Listed entries ->
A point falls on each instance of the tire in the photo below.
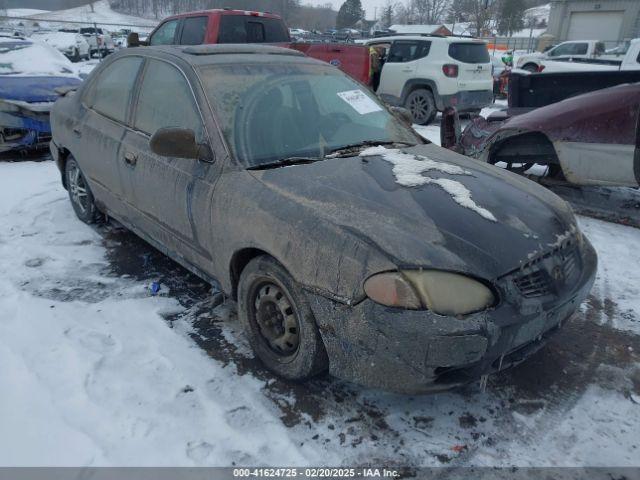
(422, 106)
(279, 322)
(80, 194)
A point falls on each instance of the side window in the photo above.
(566, 49)
(407, 50)
(165, 100)
(165, 34)
(580, 49)
(255, 32)
(193, 30)
(111, 92)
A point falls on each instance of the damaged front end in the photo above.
(25, 104)
(24, 127)
(420, 351)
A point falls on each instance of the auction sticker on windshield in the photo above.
(360, 102)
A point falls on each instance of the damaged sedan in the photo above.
(350, 244)
(590, 139)
(32, 77)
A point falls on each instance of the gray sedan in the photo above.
(350, 244)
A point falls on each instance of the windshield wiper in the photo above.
(346, 149)
(284, 162)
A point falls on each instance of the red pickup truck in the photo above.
(242, 26)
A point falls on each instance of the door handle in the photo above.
(130, 159)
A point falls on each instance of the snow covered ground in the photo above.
(97, 371)
(98, 12)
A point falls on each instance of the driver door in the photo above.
(172, 196)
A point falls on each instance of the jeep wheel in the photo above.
(79, 193)
(278, 321)
(422, 106)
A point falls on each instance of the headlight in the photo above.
(441, 292)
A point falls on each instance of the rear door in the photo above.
(100, 131)
(173, 196)
(401, 65)
(474, 65)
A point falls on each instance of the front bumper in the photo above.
(23, 128)
(466, 100)
(411, 351)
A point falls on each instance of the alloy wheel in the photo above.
(78, 188)
(276, 319)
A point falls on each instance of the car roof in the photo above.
(448, 39)
(198, 55)
(224, 11)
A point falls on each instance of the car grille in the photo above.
(549, 272)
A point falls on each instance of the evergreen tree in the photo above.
(350, 12)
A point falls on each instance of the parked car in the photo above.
(32, 76)
(574, 49)
(100, 42)
(426, 74)
(242, 26)
(349, 243)
(590, 139)
(72, 45)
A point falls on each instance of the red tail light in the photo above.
(450, 70)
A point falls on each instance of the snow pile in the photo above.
(408, 170)
(25, 58)
(99, 12)
(59, 40)
(24, 12)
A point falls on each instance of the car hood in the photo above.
(485, 222)
(34, 89)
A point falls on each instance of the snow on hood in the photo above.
(19, 57)
(408, 169)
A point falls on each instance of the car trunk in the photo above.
(474, 65)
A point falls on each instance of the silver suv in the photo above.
(427, 73)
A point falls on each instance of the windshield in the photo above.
(270, 112)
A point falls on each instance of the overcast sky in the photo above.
(368, 5)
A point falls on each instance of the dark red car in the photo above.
(590, 139)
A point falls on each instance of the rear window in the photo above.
(469, 52)
(250, 29)
(193, 30)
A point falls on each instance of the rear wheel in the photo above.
(80, 194)
(422, 106)
(279, 322)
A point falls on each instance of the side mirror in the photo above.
(133, 40)
(180, 143)
(402, 114)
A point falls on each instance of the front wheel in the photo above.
(279, 322)
(422, 106)
(80, 194)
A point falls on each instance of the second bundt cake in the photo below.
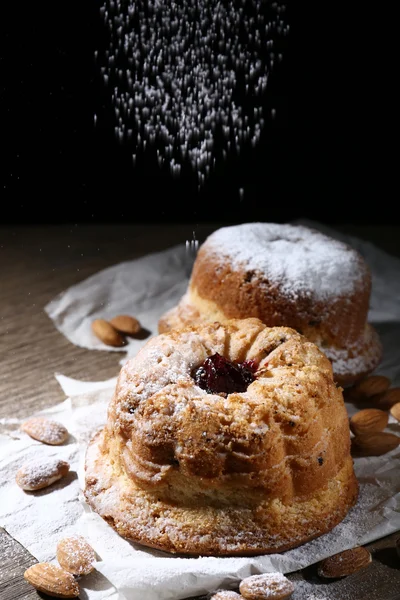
(286, 275)
(225, 439)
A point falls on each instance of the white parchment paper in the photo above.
(124, 571)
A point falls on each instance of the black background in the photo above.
(322, 157)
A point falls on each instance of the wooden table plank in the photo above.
(39, 262)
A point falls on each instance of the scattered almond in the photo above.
(45, 430)
(75, 555)
(38, 474)
(369, 420)
(387, 399)
(126, 324)
(271, 586)
(226, 595)
(107, 333)
(52, 580)
(344, 563)
(370, 386)
(395, 411)
(374, 444)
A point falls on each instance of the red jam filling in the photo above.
(219, 375)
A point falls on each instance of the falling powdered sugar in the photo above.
(188, 77)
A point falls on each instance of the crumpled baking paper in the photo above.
(125, 571)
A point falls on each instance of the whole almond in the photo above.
(126, 324)
(387, 399)
(52, 580)
(374, 444)
(395, 411)
(45, 430)
(344, 563)
(41, 473)
(76, 555)
(107, 334)
(369, 420)
(271, 586)
(370, 386)
(226, 595)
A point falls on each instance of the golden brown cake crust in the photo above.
(259, 471)
(289, 276)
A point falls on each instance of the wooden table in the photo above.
(38, 262)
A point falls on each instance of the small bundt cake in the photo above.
(225, 439)
(290, 276)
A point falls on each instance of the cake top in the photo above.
(301, 259)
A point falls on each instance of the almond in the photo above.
(271, 586)
(369, 420)
(107, 334)
(45, 430)
(395, 411)
(386, 400)
(370, 386)
(52, 580)
(75, 555)
(344, 563)
(41, 473)
(374, 444)
(126, 324)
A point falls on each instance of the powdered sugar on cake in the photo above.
(302, 260)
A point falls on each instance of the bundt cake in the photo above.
(291, 276)
(223, 439)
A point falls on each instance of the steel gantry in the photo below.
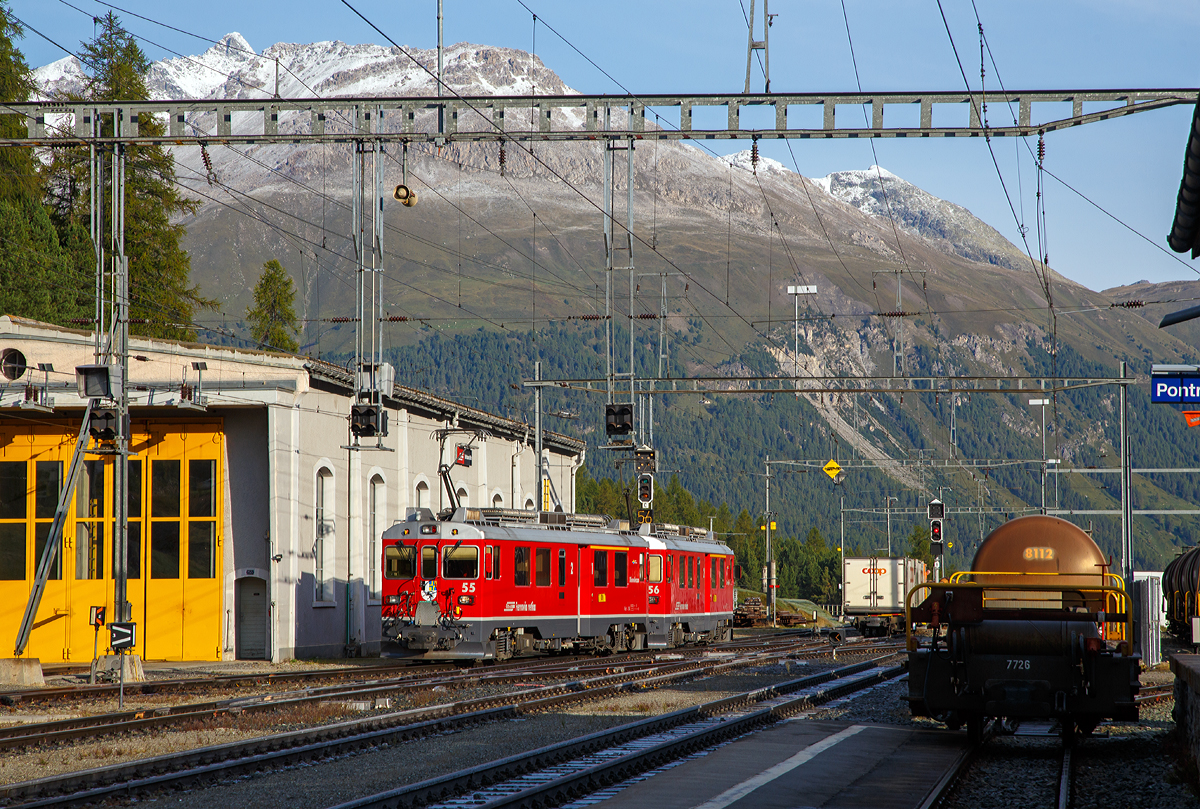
(582, 118)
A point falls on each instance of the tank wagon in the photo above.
(1181, 588)
(493, 583)
(1037, 629)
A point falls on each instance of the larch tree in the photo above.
(162, 298)
(45, 271)
(273, 318)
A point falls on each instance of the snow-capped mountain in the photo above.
(952, 228)
(684, 192)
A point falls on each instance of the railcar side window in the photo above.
(654, 570)
(461, 562)
(521, 567)
(399, 562)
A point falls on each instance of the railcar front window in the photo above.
(429, 562)
(461, 562)
(654, 569)
(521, 567)
(399, 562)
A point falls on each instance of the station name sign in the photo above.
(1175, 383)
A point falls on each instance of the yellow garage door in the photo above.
(174, 540)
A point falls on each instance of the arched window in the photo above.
(377, 519)
(323, 539)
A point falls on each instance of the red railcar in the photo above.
(491, 583)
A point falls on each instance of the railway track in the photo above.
(582, 767)
(1053, 773)
(209, 683)
(229, 760)
(81, 727)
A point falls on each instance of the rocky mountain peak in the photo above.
(951, 228)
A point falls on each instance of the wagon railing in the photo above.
(1035, 600)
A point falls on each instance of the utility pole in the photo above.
(442, 111)
(771, 562)
(1127, 562)
(1043, 402)
(796, 292)
(760, 45)
(537, 397)
(888, 505)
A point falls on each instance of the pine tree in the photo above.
(45, 273)
(273, 318)
(18, 175)
(162, 298)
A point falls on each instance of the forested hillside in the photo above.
(715, 449)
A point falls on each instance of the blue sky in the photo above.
(1131, 166)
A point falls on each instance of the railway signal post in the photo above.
(936, 539)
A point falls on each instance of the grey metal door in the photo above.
(251, 618)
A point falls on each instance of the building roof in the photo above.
(1186, 229)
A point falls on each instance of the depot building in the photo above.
(253, 528)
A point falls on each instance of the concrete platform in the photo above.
(805, 763)
(21, 671)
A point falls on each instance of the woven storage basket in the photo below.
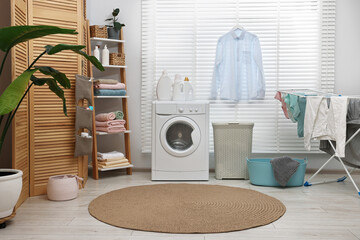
(100, 32)
(232, 147)
(117, 59)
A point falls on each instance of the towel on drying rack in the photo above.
(103, 117)
(111, 129)
(110, 123)
(106, 81)
(110, 155)
(352, 149)
(284, 168)
(110, 86)
(119, 115)
(109, 92)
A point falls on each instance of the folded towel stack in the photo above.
(109, 87)
(107, 122)
(111, 160)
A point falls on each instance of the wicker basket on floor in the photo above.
(117, 59)
(97, 31)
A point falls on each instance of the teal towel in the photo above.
(119, 115)
(109, 92)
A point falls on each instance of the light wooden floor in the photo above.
(328, 211)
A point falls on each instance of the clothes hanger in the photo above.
(237, 27)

Goal of the exercise ->
Reproduce the entries from the line with "A point falls on each instance of the wooden table in" to the line with "(1035, 600)", substituting "rail car" for every occurrence of "railcar" and leaving all other text unchanged. Omit the pictures from the output.

Result of this exercise ->
A point falls on each instance of the wooden table in the photo above.
(38, 262)
A point falls on each instance of the small bundt cake in the photo above.
(225, 439)
(290, 276)
A point falls on each instance of the cake top in the photo above.
(301, 259)
A point falls on each instance of the almond in the photo above.
(271, 586)
(369, 420)
(107, 334)
(45, 430)
(395, 411)
(386, 400)
(370, 386)
(52, 580)
(75, 555)
(344, 563)
(41, 473)
(374, 444)
(126, 324)
A point falls on each instance of the powdered sugar on cake in the photo above.
(302, 260)
A point falls on each instance of the bundt cake in the photo above.
(291, 276)
(223, 439)
A point falls on each instance of the steel gantry in the photo below.
(582, 118)
A point falls on each instance of the tank wagon in the photo above.
(1181, 588)
(493, 583)
(1037, 629)
A point falls on each instance of the larch tree in the photo above.
(162, 298)
(45, 271)
(273, 318)
A point falls on each instance of the snow-capped mountain in the photo above.
(952, 228)
(684, 192)
A point falls on each instance of the rail car side window in the photo above.
(654, 570)
(461, 562)
(521, 567)
(399, 562)
A point falls on each instance of the rail car front window in the photo above.
(429, 562)
(461, 562)
(654, 569)
(521, 567)
(399, 562)
A point falls on each instance of the station name sign in the photo above.
(1175, 383)
A point falls on each instance of the yellow garage door in the photo above.
(174, 540)
A point falls on each instance of the arched window in the photo above.
(377, 519)
(323, 539)
A point falls on each instance of the red rail car in the photo above.
(491, 583)
A point falls on each instance of the railway track in the photo above.
(582, 767)
(1053, 773)
(209, 683)
(229, 760)
(81, 727)
A point falls on each instance of the rocky mountain peak in the photo above.
(951, 228)
A point falls on each instance of the wagon railing in the photo above.
(1035, 600)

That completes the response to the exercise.